____ Data listing
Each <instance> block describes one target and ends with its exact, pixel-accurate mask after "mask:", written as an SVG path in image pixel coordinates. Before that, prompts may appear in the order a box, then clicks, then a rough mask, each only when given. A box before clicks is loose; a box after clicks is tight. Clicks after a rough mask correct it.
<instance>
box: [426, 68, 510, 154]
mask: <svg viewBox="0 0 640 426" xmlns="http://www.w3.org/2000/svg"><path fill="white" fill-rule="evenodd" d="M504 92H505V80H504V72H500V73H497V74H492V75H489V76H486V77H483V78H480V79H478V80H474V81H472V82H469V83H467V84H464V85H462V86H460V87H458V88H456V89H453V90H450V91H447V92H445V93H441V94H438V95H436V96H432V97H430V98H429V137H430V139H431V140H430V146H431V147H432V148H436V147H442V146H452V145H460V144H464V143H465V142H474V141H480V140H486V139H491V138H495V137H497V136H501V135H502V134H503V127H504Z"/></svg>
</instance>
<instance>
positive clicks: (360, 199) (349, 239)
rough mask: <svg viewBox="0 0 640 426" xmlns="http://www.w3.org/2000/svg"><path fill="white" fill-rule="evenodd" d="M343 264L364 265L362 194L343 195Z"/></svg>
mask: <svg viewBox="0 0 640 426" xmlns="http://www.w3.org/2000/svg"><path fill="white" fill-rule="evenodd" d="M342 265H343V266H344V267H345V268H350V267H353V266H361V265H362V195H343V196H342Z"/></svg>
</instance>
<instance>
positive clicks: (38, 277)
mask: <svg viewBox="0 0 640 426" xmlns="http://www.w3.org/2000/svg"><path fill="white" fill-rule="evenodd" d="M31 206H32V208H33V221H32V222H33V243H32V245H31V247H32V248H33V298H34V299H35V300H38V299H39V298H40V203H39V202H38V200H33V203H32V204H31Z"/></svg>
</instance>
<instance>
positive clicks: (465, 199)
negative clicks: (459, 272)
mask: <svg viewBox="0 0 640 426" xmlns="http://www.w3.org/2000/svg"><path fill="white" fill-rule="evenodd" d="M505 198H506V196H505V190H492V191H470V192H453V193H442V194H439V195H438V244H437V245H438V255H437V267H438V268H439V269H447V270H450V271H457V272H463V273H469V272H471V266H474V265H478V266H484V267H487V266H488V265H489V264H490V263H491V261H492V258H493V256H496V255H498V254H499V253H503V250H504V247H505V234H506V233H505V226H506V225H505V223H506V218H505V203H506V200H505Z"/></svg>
________
▸ Exercise brief
What is needed is an exact transcription of every record above.

▸ Expected output
Each <instance> block describes one target and ends with its exact, pixel-accurate mask after "mask:", written as an SVG path in image pixel coordinates. Before that, prompts may appear in the order a box, then clicks, then a rough mask, each only when given. A box before clicks is loose; a box after clicks is tight. Clicks after a rough mask correct it.
<instance>
box: [426, 68, 510, 154]
mask: <svg viewBox="0 0 640 426" xmlns="http://www.w3.org/2000/svg"><path fill="white" fill-rule="evenodd" d="M504 92H505V80H504V72H500V73H497V74H492V75H489V76H486V77H483V78H480V79H478V80H474V81H472V82H469V83H467V84H464V85H462V86H460V87H458V88H456V89H453V90H450V91H447V92H445V93H441V94H438V95H436V96H432V97H430V98H429V137H430V139H431V140H430V146H431V147H432V148H436V147H442V146H452V145H460V144H464V143H465V142H474V141H480V140H486V139H491V138H495V137H497V136H501V135H502V134H503V127H504Z"/></svg>
</instance>
<instance>
positive clicks: (360, 199) (349, 239)
rough mask: <svg viewBox="0 0 640 426" xmlns="http://www.w3.org/2000/svg"><path fill="white" fill-rule="evenodd" d="M343 264L364 265L362 194L343 195Z"/></svg>
mask: <svg viewBox="0 0 640 426" xmlns="http://www.w3.org/2000/svg"><path fill="white" fill-rule="evenodd" d="M342 265H343V266H344V267H345V268H350V267H353V266H361V265H362V195H343V196H342Z"/></svg>
</instance>
<instance>
positive clicks: (38, 277)
mask: <svg viewBox="0 0 640 426" xmlns="http://www.w3.org/2000/svg"><path fill="white" fill-rule="evenodd" d="M31 206H32V208H33V221H32V222H33V243H32V245H31V247H32V248H33V298H34V299H35V300H38V299H39V298H40V203H39V202H38V200H33V203H32V204H31Z"/></svg>
</instance>
<instance>
positive clicks: (465, 199)
negative clicks: (459, 272)
mask: <svg viewBox="0 0 640 426" xmlns="http://www.w3.org/2000/svg"><path fill="white" fill-rule="evenodd" d="M505 198H506V196H505V190H492V191H470V192H453V193H442V194H439V195H438V244H437V245H438V255H437V267H438V268H439V269H447V270H450V271H457V272H463V273H469V272H471V266H474V265H478V266H484V267H487V266H488V265H489V264H490V263H491V261H492V258H493V256H496V255H498V254H499V253H503V250H504V247H505V234H506V233H505V226H506V225H505V223H506V218H505V203H506V200H505Z"/></svg>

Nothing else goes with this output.